(Raw records)
--- Begin ---
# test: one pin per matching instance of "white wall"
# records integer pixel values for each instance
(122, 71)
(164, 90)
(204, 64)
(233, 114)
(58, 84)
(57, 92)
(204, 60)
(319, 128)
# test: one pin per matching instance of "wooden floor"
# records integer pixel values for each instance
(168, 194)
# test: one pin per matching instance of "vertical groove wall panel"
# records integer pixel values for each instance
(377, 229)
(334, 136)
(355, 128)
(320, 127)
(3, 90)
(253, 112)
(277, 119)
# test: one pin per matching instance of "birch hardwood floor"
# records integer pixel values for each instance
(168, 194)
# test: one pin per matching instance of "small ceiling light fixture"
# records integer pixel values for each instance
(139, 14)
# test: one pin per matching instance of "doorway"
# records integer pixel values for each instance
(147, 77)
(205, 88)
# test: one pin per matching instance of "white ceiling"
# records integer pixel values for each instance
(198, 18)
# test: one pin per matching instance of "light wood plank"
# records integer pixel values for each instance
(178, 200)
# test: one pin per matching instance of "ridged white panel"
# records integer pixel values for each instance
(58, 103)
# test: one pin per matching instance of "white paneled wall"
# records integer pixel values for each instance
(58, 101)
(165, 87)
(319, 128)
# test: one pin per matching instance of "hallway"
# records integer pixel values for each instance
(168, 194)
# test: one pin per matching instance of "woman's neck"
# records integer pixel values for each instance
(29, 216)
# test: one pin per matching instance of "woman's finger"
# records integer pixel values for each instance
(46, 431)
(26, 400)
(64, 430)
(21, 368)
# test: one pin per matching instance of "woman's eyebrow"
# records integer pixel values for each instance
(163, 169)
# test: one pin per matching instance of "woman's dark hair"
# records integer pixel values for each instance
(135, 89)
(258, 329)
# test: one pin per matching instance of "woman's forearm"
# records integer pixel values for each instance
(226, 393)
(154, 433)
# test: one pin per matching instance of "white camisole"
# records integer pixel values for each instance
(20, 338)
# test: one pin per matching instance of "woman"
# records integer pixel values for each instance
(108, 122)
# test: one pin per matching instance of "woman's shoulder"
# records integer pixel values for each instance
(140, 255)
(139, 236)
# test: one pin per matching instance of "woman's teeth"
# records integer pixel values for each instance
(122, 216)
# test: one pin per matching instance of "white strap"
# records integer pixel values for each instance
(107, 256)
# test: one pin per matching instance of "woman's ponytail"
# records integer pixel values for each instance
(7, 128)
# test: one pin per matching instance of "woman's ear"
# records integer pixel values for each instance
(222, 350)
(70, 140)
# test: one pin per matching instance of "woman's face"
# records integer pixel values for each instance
--- End ---
Every record shown above should be written out again exactly.

§ **Written reply**:
# test: one pin per matching instance of "white wall"
# records integer pixel values for each instance
(122, 71)
(164, 90)
(204, 64)
(233, 114)
(58, 84)
(57, 92)
(204, 60)
(319, 128)
# test: one pin per matching instance of "wooden floor"
# records integer pixel values for each instance
(168, 194)
# test: one pin per matching instance of "vertical groove wall panel"
# records integer pixel values for each instance
(377, 229)
(334, 136)
(355, 128)
(320, 127)
(3, 90)
(253, 112)
(277, 119)
# test: one pin per matching instance of "birch hardwood floor"
# records integer pixel values for each instance
(168, 194)
# test: one pin per matching instance of "small ceiling light fixture"
# records integer pixel values for each instance
(139, 14)
# test: one pin per matching instance of "doorway"
# records integer pixel values for each instance
(147, 77)
(205, 88)
# test: one pin per matching instance of "white ceiling"
# records integer pixel values for each instance
(198, 18)
# test: one pin per matching instance of "light wood plank"
# records integer pixel values for each instance
(178, 200)
# test: one pin per matching instance of "ridged white panel"
# records integer pixel values for each instance
(58, 103)
# test: one pin per matching instance of "white paneled wall"
# records integer pixel values for each instance
(58, 101)
(165, 87)
(319, 128)
# test: one pin per matching instance of "hallway"
# records integer pixel values for each instance
(168, 194)
# test: one pin per matching instance of "woman's neck"
# records integer pixel values for each instance
(29, 216)
# test: one pin per matching instance of "woman's finger"
# records integer pixel values for each instance
(46, 431)
(26, 400)
(64, 430)
(21, 368)
# test: one pin per matching instance of "woman's eyebrow"
# records integer pixel values for each instance
(163, 169)
# test: one pin per matching instance of "woman's dark hair"
# records integer pixel values for each instance
(135, 89)
(258, 329)
# test: one pin per matching instance of "woman's forearm"
# records integer pixel values for each instance
(226, 393)
(154, 433)
# test: one pin per matching instance of "white camisole"
# records integer pixel values for each instance
(20, 338)
# test: one pin per matching instance of "woman"
# records integer pixel values for each instance
(108, 122)
# test: one pin per matching instance of "woman's shoulder"
# records integer pixel values for each instance
(140, 255)
(139, 236)
# test: one pin per matching instance of "woman's teeth"
# records integer pixel values for each instance
(122, 216)
# test: one pin per matching instance of "white strap"
# records integer pixel values for each instance
(107, 256)
# test: one pin per matching instance of "woman's ponytail"
# records integer pixel values for each instance
(7, 128)
# test: one pin per matching instance of "woman's ear"
# records integer pixel values for each instance
(222, 350)
(70, 140)
# test: one pin per matching instance of "woman's face"
# records integer pixel values for each instance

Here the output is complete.